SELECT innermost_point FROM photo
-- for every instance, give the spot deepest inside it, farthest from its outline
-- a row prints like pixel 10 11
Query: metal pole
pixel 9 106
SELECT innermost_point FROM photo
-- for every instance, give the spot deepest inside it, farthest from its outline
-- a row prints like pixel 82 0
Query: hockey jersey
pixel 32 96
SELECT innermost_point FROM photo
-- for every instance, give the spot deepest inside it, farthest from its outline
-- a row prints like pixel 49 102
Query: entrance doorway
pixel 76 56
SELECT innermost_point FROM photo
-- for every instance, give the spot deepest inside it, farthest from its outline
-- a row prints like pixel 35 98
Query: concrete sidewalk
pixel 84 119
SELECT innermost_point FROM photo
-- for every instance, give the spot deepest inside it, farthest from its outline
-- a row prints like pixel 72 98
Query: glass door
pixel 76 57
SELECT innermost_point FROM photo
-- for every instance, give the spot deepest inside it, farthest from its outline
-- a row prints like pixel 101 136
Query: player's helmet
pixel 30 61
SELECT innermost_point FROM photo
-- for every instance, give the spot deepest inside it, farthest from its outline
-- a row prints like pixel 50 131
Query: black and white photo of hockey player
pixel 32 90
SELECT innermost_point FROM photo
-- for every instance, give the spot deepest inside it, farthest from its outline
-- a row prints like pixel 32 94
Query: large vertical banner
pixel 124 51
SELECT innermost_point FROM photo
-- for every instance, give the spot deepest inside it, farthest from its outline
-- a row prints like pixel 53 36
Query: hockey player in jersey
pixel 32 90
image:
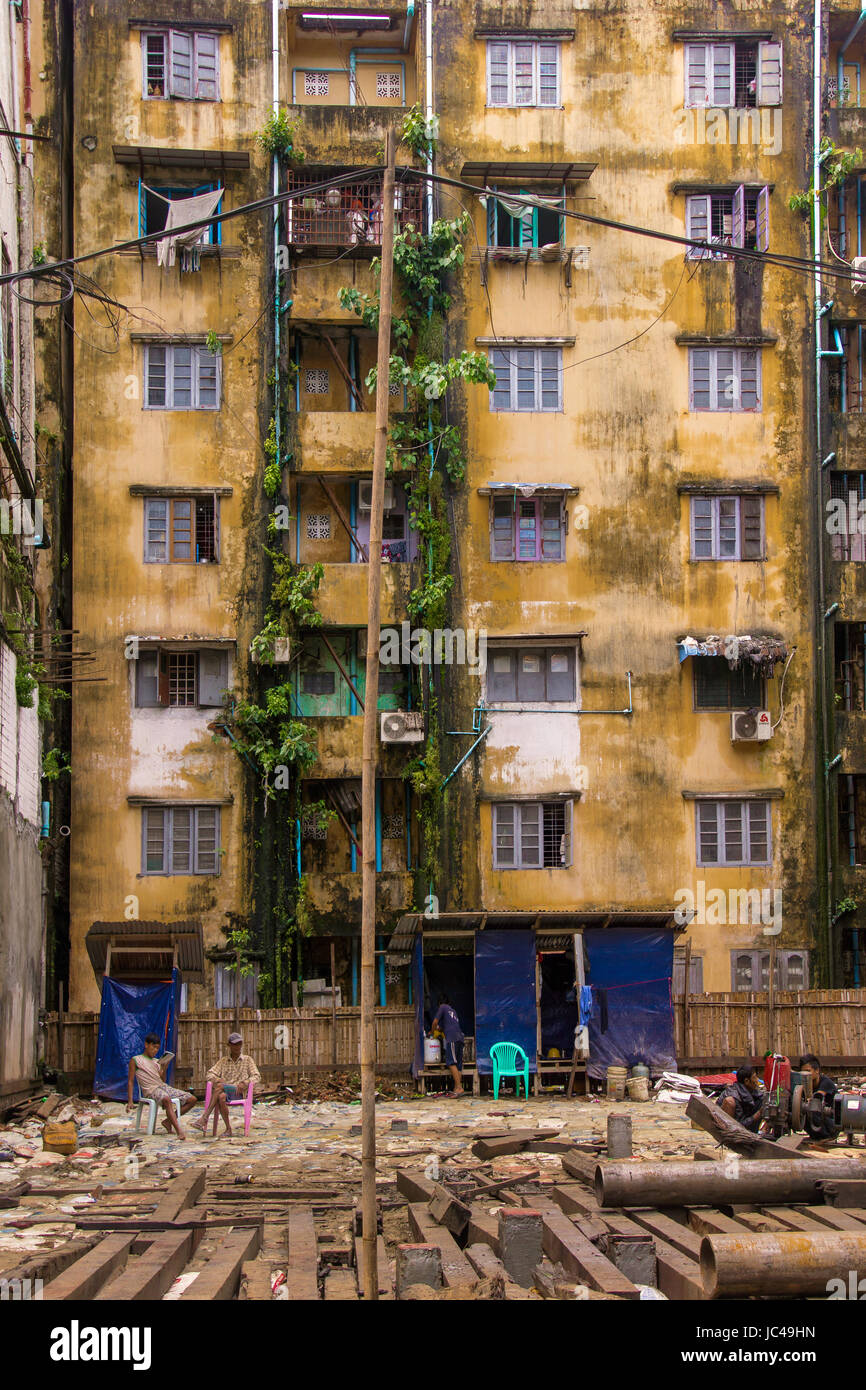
⁂
_Description of the task_: Could the entries above be copied out exactly, with no pictures included?

_Reply to the task_:
SELECT innermost_point FROM photo
-- for every instance, give the spot deepest inside it, farthest from its outline
-- a row prints like pixel 10 11
Query: metal pole
pixel 9 106
SELECT innermost_point FROM photo
-- for every instance, give the spot deepest inside it, farthest from its outline
-- a row prints like pixel 82 0
Query: hockey jersey
pixel 32 96
SELECT innermost_point FROM photo
-- for every instance, give the spot deepest inside it, farthest from its outline
-- a row prints like pixel 49 102
Query: entrance doorway
pixel 76 56
SELECT innermost_point FROM photo
-- for every instance, give the spot deepest inside it, farthest from its outline
-- a row prints like pixel 35 98
Query: concrete sidewalk
pixel 84 119
SELECT innermost_point FROM photo
-- for every instance, give the spot deepest inside it, farthest from its outline
-- a row prints like pixel 72 98
Query: glass door
pixel 76 57
SELECT innermost_point FROM photo
-- for every instance, give the spot deepest inside it, farthest from its outline
-- a row prints like pixel 101 136
Query: player's helmet
pixel 30 61
SELECT innermost_point FROM photo
-- for every instance, give the spot deepest inside it, farthest from its outline
-- a row prints like pixel 50 131
Query: black and white photo of hockey player
pixel 32 90
SELECT innermost_point FROM photo
-- for every instance, give the spot deepest inside it, farthest from its outline
-- a row prints like pixel 32 94
Query: large vertical banner
pixel 124 51
SELECT innermost_point FROM photo
-- for every instance, give the spot deepest inside it, farthest from its outline
-- a row prints like pixel 53 36
Query: hockey player in jersey
pixel 32 90
image:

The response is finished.